Begin DATA IN THIS EXERCISE
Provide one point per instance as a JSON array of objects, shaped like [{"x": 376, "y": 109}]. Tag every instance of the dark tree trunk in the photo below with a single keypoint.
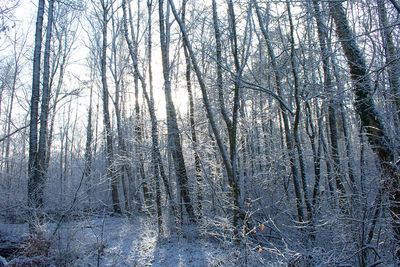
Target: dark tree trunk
[{"x": 369, "y": 116}]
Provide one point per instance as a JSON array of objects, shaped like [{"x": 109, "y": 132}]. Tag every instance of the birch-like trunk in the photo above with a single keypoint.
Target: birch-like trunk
[
  {"x": 174, "y": 139},
  {"x": 369, "y": 115}
]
End DATA IN THIS EXERCISE
**EXERCISE INSTRUCTIONS**
Reproduce every line of the listing, requests included, shifting each x and y keypoint coordinate in the answers by -55 and leaving the format samples in the requests unchanged. Omit the pictures.

**IN RESPONSE**
Provide one point per instance as a JSON array of objects, shaped like [{"x": 376, "y": 109}]. Tag every instance of the dark tree trunk in the photo below with a single keypoint.
Target: dark tree trunk
[{"x": 314, "y": 61}]
Provide one point per instance as a JSON array of objects, shaped like [{"x": 109, "y": 132}]. Tag every instance of the birch-like trunk in the photo above with a single keypoint.
Target: birch-like trunk
[
  {"x": 119, "y": 84},
  {"x": 314, "y": 60}
]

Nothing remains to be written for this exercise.